#### Record excerpts ####

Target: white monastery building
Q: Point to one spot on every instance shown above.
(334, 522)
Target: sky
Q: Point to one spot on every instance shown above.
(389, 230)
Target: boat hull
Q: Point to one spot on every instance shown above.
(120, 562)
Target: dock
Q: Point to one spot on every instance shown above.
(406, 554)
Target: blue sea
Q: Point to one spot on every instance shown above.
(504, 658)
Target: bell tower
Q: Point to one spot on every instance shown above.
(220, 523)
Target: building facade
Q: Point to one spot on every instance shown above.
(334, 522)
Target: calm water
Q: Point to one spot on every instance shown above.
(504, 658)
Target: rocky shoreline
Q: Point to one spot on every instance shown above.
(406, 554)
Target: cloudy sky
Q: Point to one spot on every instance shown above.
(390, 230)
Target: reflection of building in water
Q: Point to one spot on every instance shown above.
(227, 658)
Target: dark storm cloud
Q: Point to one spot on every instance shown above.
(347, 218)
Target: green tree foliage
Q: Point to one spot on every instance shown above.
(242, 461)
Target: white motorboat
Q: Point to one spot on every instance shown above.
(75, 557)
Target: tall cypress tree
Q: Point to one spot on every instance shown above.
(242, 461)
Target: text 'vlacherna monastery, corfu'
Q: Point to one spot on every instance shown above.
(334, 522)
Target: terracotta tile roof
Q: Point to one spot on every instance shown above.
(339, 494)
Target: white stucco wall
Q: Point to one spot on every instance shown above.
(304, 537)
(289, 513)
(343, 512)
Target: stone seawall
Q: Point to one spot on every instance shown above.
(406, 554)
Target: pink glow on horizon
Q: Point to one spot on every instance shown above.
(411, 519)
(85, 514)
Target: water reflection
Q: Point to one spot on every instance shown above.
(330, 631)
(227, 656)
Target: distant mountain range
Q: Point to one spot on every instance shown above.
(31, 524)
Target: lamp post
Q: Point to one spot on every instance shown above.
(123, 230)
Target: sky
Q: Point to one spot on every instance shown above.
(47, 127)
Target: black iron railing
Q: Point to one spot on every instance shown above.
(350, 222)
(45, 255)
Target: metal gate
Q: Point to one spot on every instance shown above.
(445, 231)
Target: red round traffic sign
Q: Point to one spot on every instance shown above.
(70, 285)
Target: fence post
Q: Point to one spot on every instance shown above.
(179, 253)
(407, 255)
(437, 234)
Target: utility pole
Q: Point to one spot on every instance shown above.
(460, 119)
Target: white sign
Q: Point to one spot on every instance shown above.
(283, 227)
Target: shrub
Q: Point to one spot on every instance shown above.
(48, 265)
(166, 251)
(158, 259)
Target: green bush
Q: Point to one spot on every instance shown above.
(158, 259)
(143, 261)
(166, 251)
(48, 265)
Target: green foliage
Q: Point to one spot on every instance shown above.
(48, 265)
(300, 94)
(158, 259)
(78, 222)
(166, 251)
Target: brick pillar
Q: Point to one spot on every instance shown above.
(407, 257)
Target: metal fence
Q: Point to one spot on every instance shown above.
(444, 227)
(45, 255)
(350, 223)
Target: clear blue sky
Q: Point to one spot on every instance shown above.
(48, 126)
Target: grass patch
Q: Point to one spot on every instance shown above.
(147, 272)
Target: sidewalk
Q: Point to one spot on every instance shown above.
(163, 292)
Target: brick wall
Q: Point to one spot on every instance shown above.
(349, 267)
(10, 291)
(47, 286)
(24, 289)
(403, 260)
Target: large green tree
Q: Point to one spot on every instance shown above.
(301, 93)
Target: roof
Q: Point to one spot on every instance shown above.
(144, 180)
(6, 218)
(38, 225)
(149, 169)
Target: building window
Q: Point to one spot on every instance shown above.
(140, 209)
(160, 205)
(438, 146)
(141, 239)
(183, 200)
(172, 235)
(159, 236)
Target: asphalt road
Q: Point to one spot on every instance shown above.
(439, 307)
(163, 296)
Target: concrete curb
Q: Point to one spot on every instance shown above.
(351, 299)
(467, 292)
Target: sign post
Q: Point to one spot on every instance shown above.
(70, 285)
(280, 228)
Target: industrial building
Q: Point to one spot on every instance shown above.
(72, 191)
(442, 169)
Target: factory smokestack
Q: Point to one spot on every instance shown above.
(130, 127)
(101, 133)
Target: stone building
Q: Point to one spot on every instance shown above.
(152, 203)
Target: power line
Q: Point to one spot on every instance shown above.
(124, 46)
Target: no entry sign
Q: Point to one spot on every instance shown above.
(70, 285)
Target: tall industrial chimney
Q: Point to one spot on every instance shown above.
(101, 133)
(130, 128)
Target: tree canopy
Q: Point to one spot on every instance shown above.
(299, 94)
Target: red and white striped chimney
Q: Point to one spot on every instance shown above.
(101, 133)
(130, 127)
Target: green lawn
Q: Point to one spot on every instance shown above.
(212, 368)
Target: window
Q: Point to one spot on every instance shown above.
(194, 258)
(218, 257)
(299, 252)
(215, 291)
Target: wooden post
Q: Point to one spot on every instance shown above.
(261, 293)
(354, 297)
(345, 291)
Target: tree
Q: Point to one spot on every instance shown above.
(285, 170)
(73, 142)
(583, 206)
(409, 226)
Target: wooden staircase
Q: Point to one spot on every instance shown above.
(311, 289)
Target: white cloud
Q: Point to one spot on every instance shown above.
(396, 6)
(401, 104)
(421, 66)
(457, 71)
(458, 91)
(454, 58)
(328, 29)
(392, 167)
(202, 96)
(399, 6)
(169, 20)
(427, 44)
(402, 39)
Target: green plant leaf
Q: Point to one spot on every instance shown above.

####

- _Work to do_: Return the whole listing exactly.

- _Finished task_:
Target: white monastery building
Q: Point to one spot on every instance shown above.
(334, 522)
Target: sky
Q: Point to one spot on every instance shown above.
(389, 230)
Target: boat hull
Q: Point to one spot on every instance shown above.
(120, 562)
Target: dock
Q: Point to one spot on every instance shown above.
(406, 554)
Target: blue sea
Q: Point to one spot on every instance shown above.
(504, 658)
Target: bell tower
Q: Point to one spot on every instance shown above.
(220, 523)
Target: building facade
Q: Point to one spot on every instance shown above.
(334, 522)
Target: calm water
Q: Point to one spot on every instance shown above.
(504, 658)
Target: rocky shoreline
Q: Point to one spot on every instance shown above.
(406, 554)
Target: cloudy sky
Q: Point to one spot on every instance shown above.
(390, 230)
Target: reflection of building in water
Q: Point to one spot on every instance shown above.
(227, 658)
Target: dark storm cloud
Q: Point to one spot on every instance shown above.
(347, 218)
Target: green tree foliage
Q: Point to one spot on every instance shown above.
(242, 461)
Target: white motorboat
Q: Point to one spot on every instance shown above.
(75, 557)
Target: tall cypress tree
Q: Point to one spot on every instance shown above.
(242, 461)
Target: text 'vlacherna monastery, corfu'
Q: Point to one spot on every instance shown above.
(334, 522)
Target: terracotta tile roof
Q: Point to one spot on every instance shown above.
(339, 494)
Target: white stucco wall
Q: Point to one spot on every instance shown above.
(304, 537)
(289, 513)
(343, 512)
Target: stone seawall
Q: Point to one spot on every instance shown above.
(406, 554)
Target: pink glow on horizon
Q: Point to one spot on every instance shown above.
(411, 519)
(85, 514)
Target: water reflection
Q: Point to one spot on every instance shown above.
(330, 631)
(227, 656)
Target: distant mountain range
Q: Point to one spot on every instance shown above.
(31, 524)
Target: lamp post
Q: Point to one spot on every instance shown above.
(123, 230)
Target: sky
Q: Point to one spot on every instance shown above.
(47, 127)
Target: black iron railing
Q: Point to one spot on every instance shown above.
(350, 222)
(45, 255)
Target: metal gate
Q: Point to one spot on every instance shown above.
(445, 231)
Target: red round traffic sign
Q: Point to one spot on every instance shown above.
(70, 285)
Target: fence post
Q: Point to one spot on every instance shown above.
(179, 253)
(407, 255)
(437, 234)
Target: utility pole
Q: Point to one spot on every instance shown above.
(460, 119)
Target: white sign
Q: Point to one spot on every instance shown above.
(283, 227)
Target: shrub
Q: Point to one spot on every instance shown above.
(48, 265)
(166, 251)
(158, 259)
Target: green bush
Q: Point to one spot on every instance shown above.
(158, 259)
(143, 261)
(166, 251)
(48, 265)
Target: green foliage
Q: Point to one spot on every instance shown above.
(48, 265)
(300, 94)
(158, 259)
(78, 222)
(166, 251)
Target: brick pillar
Q: Point to one spot on every instance shown above.
(407, 257)
Target: metal fence
Q: Point to one spot on every instance shown above.
(444, 227)
(45, 255)
(350, 223)
Target: clear blue sky
Q: Point to one spot on every instance shown above.
(48, 126)
Target: grass patch
Q: Point to one spot on every instance shown above.
(147, 272)
Target: sidewalk
Q: Point to one spot on every instance shown above.
(163, 292)
Target: brick wall
Q: Point to one spot on every instance shown above.
(349, 267)
(10, 291)
(47, 286)
(24, 289)
(403, 260)
Target: large green tree
Q: Point to one spot on every instance shown above.
(301, 93)
Target: roof
Q: Point to one spot on every instance shown above.
(144, 180)
(6, 218)
(38, 225)
(149, 169)
Target: building window
Q: Point to one spot on every instance shown above.
(140, 209)
(160, 205)
(438, 146)
(141, 239)
(183, 200)
(172, 235)
(159, 236)
Target: asphalt road
Q: Point to one spot on every instance shown above.
(439, 307)
(163, 296)
Target: concrete curb
Q: Point to one spot on every instance shown above.
(351, 299)
(467, 292)
Target: sign post
Q: Point to one spot on every instance shown above.
(70, 285)
(280, 228)
Target: industrial building
Q: Point to one spot on every instance shown above.
(72, 191)
(442, 169)
Target: factory smokestack
Q: Point to one spot on every instance shown above.
(130, 127)
(101, 133)
Target: stone building
Q: Point to one spot on every instance shown above.
(152, 203)
Target: power line
Q: Point to one spot on every instance shown above.
(124, 46)
Target: no entry sign
Q: Point to one spot on every instance shown above.
(70, 285)
Target: tall industrial chimney
Q: Point to one spot on every instance shown above.
(101, 133)
(130, 128)
Target: tree canopy
Q: Point to one spot on every instance shown above.
(299, 94)
Target: red and white striped chimney
Q: Point to one spot on every instance shown above.
(101, 133)
(130, 127)
Target: green lawn
Q: Point to one spot on every instance shown above.
(212, 368)
Target: window
Q: Point to one spot on every instance shown above.
(194, 258)
(218, 257)
(299, 252)
(215, 291)
Target: wooden post
Q: Point to one spot on every instance shown above.
(261, 293)
(354, 297)
(345, 291)
Target: tree
Q: Point to one spot on every instance shown above.
(285, 170)
(73, 142)
(583, 206)
(409, 226)
Target: wooden staircase
Q: Point to one spot on every instance shown above.
(311, 289)
Target: white cloud
Q: Point to one spot on every instance shown above.
(396, 6)
(401, 104)
(421, 66)
(457, 71)
(458, 91)
(454, 58)
(328, 29)
(392, 167)
(202, 96)
(399, 6)
(169, 20)
(427, 44)
(402, 39)
Target: green plant leaf
Q: Point to one spot on every instance shown above.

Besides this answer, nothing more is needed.